Tom Burgis, an investigative journalist for the Financial Times, spent six years researching his new book ‘The Looting Machine’. The book, published at the end of February, lifts the lid on the prolific and systematic pillaging of Africa’s resource wealth by kelptocratic governments and their dodgy deals with Western and Chinese companies. These deals, Burgis says, amount to the ‘systematic rape of Africa’s resource wealth’ enabling the wallets of those in government to get fatter, as they cling on to power by any means possible, while the majority of the people they govern live below the poverty line [defined by the World Bank as living on or below $1.25 a day].
Take Angola, for example. Angola has abundant oil riches which account for 98% of the country’s exports and three quarters of its income. Much of this is produced through Western oil giants – BP, Chevron, ExxonMobil – in partnership with state-owned oil company, Sonangol.
Nothing unusual there you might think. Except, as Burgis details, a 2011 investigation by the International Monetary Fund found that between 2007 and 2010 $32bn went missing from the company’s accounts – a sum, Burgis points out, greater than the gross domestic product of each of the forty-three African countries. Burgis explains how oil wealth was further robbed from Angolans when US-based Cobalt International Resources unwittingly – or so it maintains – went into a contract with two companies later revealed to be secretly owned by the three most powerful men in Angola – one being the boss of Sonangol. According to US law it is a crime for a company with operations in the US to pay foreign officials to win business.
The Democratic Republic of Congo (DRC) provides another example of the resource curse in full-throttle. The DRC’s problems with rebel groups and blood diamonds have been well documented. What Burgis unveils, however, is an extremely complex systematic looting of the country’s resources – some of the most abundant and rich in the world – by key figures in the government and their ‘friends’. This included giving Israeli businessman Dan Gertler a monopoly of diamond mining in the DRC. The president’s relationship with Gertler and the dodgy deals this has resulted in have been widely investigated by Global Witness, which you can read more of here.

Entries from a dataset

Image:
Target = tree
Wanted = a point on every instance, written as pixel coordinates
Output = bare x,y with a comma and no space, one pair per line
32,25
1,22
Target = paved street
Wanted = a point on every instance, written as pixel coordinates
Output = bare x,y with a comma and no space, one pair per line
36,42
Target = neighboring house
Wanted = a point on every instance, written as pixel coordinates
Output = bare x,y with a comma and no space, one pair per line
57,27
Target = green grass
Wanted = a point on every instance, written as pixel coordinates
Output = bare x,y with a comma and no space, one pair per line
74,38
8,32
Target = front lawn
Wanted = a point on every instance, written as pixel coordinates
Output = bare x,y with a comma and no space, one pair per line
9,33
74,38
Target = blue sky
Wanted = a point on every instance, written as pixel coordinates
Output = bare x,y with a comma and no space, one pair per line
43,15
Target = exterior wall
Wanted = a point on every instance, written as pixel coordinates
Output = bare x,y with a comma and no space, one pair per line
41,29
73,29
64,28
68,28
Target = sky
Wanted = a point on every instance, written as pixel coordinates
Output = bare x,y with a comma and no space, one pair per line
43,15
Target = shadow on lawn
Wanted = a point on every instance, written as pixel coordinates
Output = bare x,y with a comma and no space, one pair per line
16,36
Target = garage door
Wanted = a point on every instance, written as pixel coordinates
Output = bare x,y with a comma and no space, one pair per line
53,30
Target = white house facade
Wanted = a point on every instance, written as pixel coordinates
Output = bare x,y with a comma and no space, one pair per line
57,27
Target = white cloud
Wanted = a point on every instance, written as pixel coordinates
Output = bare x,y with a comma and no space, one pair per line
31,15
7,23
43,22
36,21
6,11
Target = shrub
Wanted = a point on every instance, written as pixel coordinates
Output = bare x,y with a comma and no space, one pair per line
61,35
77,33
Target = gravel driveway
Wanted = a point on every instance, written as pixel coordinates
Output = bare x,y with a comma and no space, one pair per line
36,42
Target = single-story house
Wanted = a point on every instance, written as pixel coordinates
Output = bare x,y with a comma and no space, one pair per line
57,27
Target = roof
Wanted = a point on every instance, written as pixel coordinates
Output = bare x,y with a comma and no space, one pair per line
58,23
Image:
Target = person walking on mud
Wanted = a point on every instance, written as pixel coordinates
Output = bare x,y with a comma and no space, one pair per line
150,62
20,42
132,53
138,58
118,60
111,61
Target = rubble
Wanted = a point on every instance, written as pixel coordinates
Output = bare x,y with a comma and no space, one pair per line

* SET TASK A *
According to the passage about The Looting Machine, how many years did Tom Burgis spend researching the book?
* SET TASK B *
Reproduce the passage about The Looting Machine word for word, from "Nothing unusual there" to "to win business.".
* SET TASK C *
Resume the passage about The Looting Machine, picking up after its final sentence.

* RIGHT ANSWER A *
Six years.

* RIGHT ANSWER B *
Nothing unusual there you might think. Except, as Burgis details, a 2011 investigation by the International Monetary Fund found that between 2007 and 2010 $32bn went missing from the company’s accounts – a sum, Burgis points out, greater than the gross domestic product of each of the forty-three African countries. Burgis explains how oil wealth was further robbed from Angolans when US-based Cobalt International Resources unwittingly – or so it maintains – went into a contract with two companies later revealed to be secretly owned by the three most powerful men in Angola – one being the boss of Sonangol. According to US law it is a crime for a company with operations in the US to pay foreign officials to win business.

* RIGHT ANSWER C *
Burgis relays how a source close to former President Laurent Kabila – current President Joseph Kabila’s father – told him that the president used to receive $4m in cash every week from state and foreign owned mining companies – can you imagine? This makes the following statistic all the more believable: from 2007 – 2012 just 2.5% of the $41bn that the mining industry generated in the DRC ended up in the country’s budget. I could go on, or rather Burgis does in his book, about the systematic corruption of Africa’s resource wealth. I’m only half way through the book and it’s equally staggering as it is maddening how many shadow governments in Africa continue to get rich while millions of people live on the breadline, many without access to electricity or basic healthcare and education.
What can be done to stop this?
Although a complex problem with no simple solution, some suggestions to curbing Western companies involvement in corruption overseas, and therefore reducing corruptions by head of states, have been: banning anonymous companies or banning Western based companies entering into contracts with companies of which the owners cannot be identified; making corporate social responsibility guidelines as mandatory; more stringent oversight of resource companies’ work abroad; forcing companies to be transparent about every payment they make to governments and companies overseas – NGOs are currently making headway in achieving this.
But as I said, it’s a very complex situation. Burgis explains how a country, such as Angola or Nigeria, which is almost entirely dependent on revenues from natural resources – be it oil or minerals – has a distorted economy. For example, if three quarters of a government’s income comes from oil revenues, as opposed to tax, as in Angola, the government is no longer answerable to the people it serves. It doesn’t need them. This breeds greed, corruption and kelptocracy. As Burgis states: “Not being funded by the people, the rulers of resource states are not beholden to them.”
Instead of having a broad industrial economy, like in Western countries, which provides jobs and opportunity, resource states create mass unemployment as the resources are lifted from the ground and exported in raw form to industrial nations like us in the UK and, most notably, China. Beyond the government and those in their pocket, the wealth and opportunity created from these valuable natural resources is rarely seen.
Tom Burgis’s book is out now.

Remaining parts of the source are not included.